+++ DATA RECORDS +++

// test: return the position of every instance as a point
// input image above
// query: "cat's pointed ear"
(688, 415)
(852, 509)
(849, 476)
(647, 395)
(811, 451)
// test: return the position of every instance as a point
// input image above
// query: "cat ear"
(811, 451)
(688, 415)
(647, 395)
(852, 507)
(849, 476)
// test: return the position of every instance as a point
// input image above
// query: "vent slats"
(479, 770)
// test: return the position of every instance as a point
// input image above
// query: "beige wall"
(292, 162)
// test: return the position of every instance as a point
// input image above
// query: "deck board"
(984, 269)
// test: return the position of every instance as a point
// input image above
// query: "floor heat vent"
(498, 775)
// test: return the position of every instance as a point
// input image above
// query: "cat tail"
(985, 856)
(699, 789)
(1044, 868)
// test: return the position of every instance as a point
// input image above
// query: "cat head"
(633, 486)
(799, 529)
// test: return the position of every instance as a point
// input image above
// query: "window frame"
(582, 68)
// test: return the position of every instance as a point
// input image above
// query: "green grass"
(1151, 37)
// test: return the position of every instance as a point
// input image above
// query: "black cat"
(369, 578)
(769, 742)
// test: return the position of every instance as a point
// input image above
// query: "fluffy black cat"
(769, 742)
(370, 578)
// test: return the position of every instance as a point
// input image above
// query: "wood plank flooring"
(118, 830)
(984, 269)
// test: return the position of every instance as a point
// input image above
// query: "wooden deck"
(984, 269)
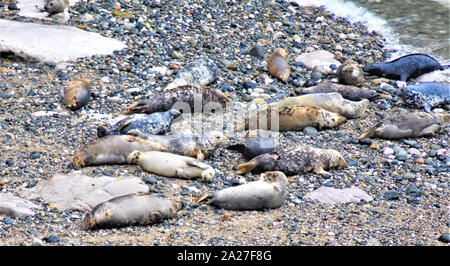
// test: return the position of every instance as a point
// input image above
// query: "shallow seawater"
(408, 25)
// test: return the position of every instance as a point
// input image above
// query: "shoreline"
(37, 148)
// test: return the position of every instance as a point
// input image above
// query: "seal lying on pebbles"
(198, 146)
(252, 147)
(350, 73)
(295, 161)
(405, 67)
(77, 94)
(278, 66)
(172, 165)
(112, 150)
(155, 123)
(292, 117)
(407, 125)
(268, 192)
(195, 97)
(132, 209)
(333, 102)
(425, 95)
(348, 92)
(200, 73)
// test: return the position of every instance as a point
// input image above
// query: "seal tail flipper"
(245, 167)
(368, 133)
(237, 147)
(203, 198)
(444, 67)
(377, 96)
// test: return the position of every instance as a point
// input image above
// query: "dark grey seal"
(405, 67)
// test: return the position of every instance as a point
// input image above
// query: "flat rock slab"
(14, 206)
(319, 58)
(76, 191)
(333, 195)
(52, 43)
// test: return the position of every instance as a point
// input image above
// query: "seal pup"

+++

WHAT TO WORK ON:
Write the material out again exactly as it appears, dropping the pictures.

RESPONSE TO THE TASK:
// test: return the position of every instance as a point
// input image above
// query: "cat's pointed ear"
(688, 415)
(852, 509)
(849, 476)
(647, 395)
(811, 451)
// test: return the position of every instance as a point
// input image above
// query: "cat ear"
(811, 451)
(688, 415)
(647, 395)
(852, 507)
(849, 476)
// test: return the position of every instance as a point
// input image above
// query: "vent slats"
(479, 770)
// test: return the position of every instance as a point
// input image above
// query: "beige wall"
(292, 162)
// test: return the position of every instance as a point
// input image above
// query: "deck board"
(984, 269)
// test: return the position of every instance as a point
// input image above
// query: "floor heat vent"
(498, 775)
// test: return the position of every instance as a point
// input image above
// query: "cat tail"
(985, 856)
(699, 789)
(1044, 868)
// test: return the position of every instance as a point
// input image above
// query: "cat head"
(633, 486)
(799, 529)
// test: return the position of every instance as a point
// input image above
// query: "window frame"
(582, 68)
// test: return the position of every instance as a point
// input image above
// query: "green grass"
(1151, 37)
// test: return the position of every instance as a point
// input image above
// query: "black cat"
(369, 578)
(769, 742)
// test: return the position of every instance as a point
// input image above
// query: "fluffy black cat"
(769, 742)
(370, 578)
// test: return the position of every instance as a point
// input image above
// query: "wood plank flooring"
(118, 830)
(984, 269)
// test: return the position of every instance as a point
// input image above
// query: "wooden deck"
(984, 269)
// test: return the position of every instance as a point
// input image above
// query: "shallow seawater"
(408, 25)
// test: return the position of every instance as a point
// input image above
// query: "shoreline"
(37, 148)
// test: return the position of every instance as a point
// input image above
// query: "seal lying on pebbles"
(198, 146)
(252, 147)
(350, 73)
(295, 161)
(405, 67)
(77, 94)
(278, 66)
(172, 165)
(112, 150)
(155, 123)
(292, 117)
(407, 125)
(268, 192)
(195, 97)
(132, 209)
(333, 102)
(425, 95)
(348, 92)
(200, 73)
// test: return the position of every instance as a point
// input image above
// query: "seal tail flipper"
(245, 167)
(368, 133)
(237, 147)
(203, 198)
(444, 67)
(377, 96)
// test: return the position of every instance as a point
// input image above
// query: "dark grey seal"
(405, 67)
// test: return the position of every instance as a point
// input image above
// query: "flat rock slab"
(14, 206)
(319, 58)
(76, 191)
(333, 195)
(52, 43)
// test: return the position of every instance as a point
// input image above
// query: "seal pup"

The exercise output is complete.